→ Brano del documento
--------------------------------------------------

Ed è ovvio che una narrazione egemone che li vuole docili e muti spinga immediatamente per dipingerli come bande di criminali, di delinquenti da punire; che insinui il dubbio di una regia mafiosa o jihadista, che punti il dito contro le stesse famiglie dei giovani che si mobilitano.
D’altronde non è molto diverso nei momenti di quiete, solo i toni sono più subdoli e pacati, ma la sostanza è quella. Criminalizzare la protesta e mistificare le sue istanze è il processo base per togliere spazio e legittimità politica ai subalterni.
Il politico che firma decreti drastici, il commentatore televisivo che sparge veleno e lo sbirro che ammazza in strada non sono che miseri pezzetti di un ingranaggio vorace votato al dominio e al profitto.

Eppure le rivolte, che sembrano venire dal nulla e andare nel nulla, non sono fuochi fatui. Niente avviene per caso o si genera dal nulla. La possibilità stessa delle emeutes poggia sulla sostanziale solidarietà di classe che innerva tutto il tessuto sociale dei quartieri.
Una istintiva coscienza politica, che non necessita di seminari di formazione, permette di riconoscersi tra eguali, di serrare i ranghi e muoversi nella stessa direzione.
E difatti le banlieue partecipano delle rivolte. La complicità permette il suo replicarsi e perdurare: se i petits sono in strada a scontrarsi con la polizia, il resto del quartiere è lì per proteggerli e offrirgli riparo, le formazioni militanti sono lì per fornire il supporto logistico e politico.

Non vi è una regia occulta, non vi sono generali e fanti in questi balzi in avanti, un sogno che accomuna grottescamente politicanti dell’antagonismo d’accatto e questurini di carriera.

--------------------------------------------------

→ Dati forniti
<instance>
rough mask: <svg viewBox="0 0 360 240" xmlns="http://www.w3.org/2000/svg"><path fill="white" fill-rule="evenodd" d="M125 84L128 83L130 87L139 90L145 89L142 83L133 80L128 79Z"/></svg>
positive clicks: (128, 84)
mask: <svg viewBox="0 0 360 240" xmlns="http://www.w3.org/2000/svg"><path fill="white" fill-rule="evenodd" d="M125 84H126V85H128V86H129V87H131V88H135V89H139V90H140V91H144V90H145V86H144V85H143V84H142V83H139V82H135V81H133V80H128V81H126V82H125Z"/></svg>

--------------------------------------------------

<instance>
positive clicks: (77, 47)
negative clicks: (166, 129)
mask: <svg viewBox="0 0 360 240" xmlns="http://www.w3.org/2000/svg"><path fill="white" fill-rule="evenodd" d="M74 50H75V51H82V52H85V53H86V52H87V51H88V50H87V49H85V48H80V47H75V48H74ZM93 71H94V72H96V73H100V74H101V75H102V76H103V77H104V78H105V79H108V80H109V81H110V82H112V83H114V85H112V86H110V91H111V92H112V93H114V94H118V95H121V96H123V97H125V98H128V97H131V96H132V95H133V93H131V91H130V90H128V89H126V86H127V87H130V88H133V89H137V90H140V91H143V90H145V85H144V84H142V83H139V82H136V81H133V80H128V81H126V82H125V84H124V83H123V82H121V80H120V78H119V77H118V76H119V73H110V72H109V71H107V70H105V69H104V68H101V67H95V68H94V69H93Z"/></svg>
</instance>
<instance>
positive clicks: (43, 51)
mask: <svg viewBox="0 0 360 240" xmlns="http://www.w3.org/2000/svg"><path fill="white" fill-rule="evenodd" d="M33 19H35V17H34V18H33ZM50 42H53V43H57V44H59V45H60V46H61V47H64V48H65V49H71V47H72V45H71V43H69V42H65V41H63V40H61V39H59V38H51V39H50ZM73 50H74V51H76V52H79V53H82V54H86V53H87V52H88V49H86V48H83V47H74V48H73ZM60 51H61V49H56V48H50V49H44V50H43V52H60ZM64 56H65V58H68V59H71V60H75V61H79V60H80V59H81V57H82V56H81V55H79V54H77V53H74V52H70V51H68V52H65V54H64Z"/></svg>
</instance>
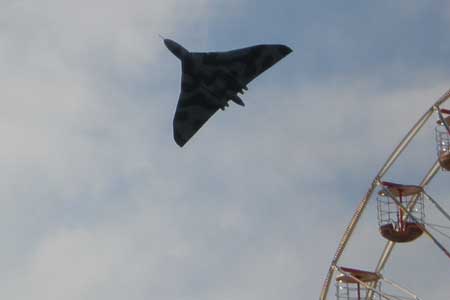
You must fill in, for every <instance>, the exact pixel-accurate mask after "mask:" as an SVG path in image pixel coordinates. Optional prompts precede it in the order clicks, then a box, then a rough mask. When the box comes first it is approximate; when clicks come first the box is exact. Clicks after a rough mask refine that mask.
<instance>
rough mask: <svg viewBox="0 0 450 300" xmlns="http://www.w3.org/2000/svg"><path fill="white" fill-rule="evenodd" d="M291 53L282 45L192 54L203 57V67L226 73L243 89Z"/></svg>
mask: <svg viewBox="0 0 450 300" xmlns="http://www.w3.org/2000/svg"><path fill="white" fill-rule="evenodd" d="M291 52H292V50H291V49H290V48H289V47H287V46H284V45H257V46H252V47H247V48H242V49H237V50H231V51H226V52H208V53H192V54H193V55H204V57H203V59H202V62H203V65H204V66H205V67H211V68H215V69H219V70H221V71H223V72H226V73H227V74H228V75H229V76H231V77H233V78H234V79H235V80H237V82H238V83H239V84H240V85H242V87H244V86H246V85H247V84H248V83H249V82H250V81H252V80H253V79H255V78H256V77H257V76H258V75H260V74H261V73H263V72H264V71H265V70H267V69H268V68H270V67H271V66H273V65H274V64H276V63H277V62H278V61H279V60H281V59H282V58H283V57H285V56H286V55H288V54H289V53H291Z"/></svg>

--------------------------------------------------

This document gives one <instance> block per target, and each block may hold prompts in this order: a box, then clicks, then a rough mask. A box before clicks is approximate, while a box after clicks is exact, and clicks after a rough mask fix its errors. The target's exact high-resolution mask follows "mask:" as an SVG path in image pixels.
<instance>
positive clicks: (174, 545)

--------------------------------------------------

→ Esercizi da svolgere
1/ Rispondi a queste domande sul brano sulle rivolte nei quartieri:
(a) Qual è il processo base per togliere spazio e legittimità politica ai subalterni?
(b) Su che cosa poggia la possibilità stessa delle emeutes?
(c) Che cosa fa il resto del quartiere quando i petits sono in strada a scontrarsi con la polizia?
2/ Trascrivi dal brano sulle rivolte nei quartieri il passo tra "Ed è ovvio che" e "che si mobilitano.", estremi inclusi.

→ Elenco delle risposte
1/
(a) Criminalizzare la protesta e mistificare le sue istanze.
(b) Sulla sostanziale solidarietà di classe che innerva tutto il tessuto sociale dei quartieri.
(c) È lì per proteggerli e offrirgli riparo.

2/
Ed è ovvio che una narrazione egemone che li vuole docili e muti spinga immediatamente per dipingerli come bande di criminali, di delinquenti da punire; che insinui il dubbio di una regia mafiosa o jihadista, che punti il dito contro le stesse famiglie dei giovani che si mobilitano.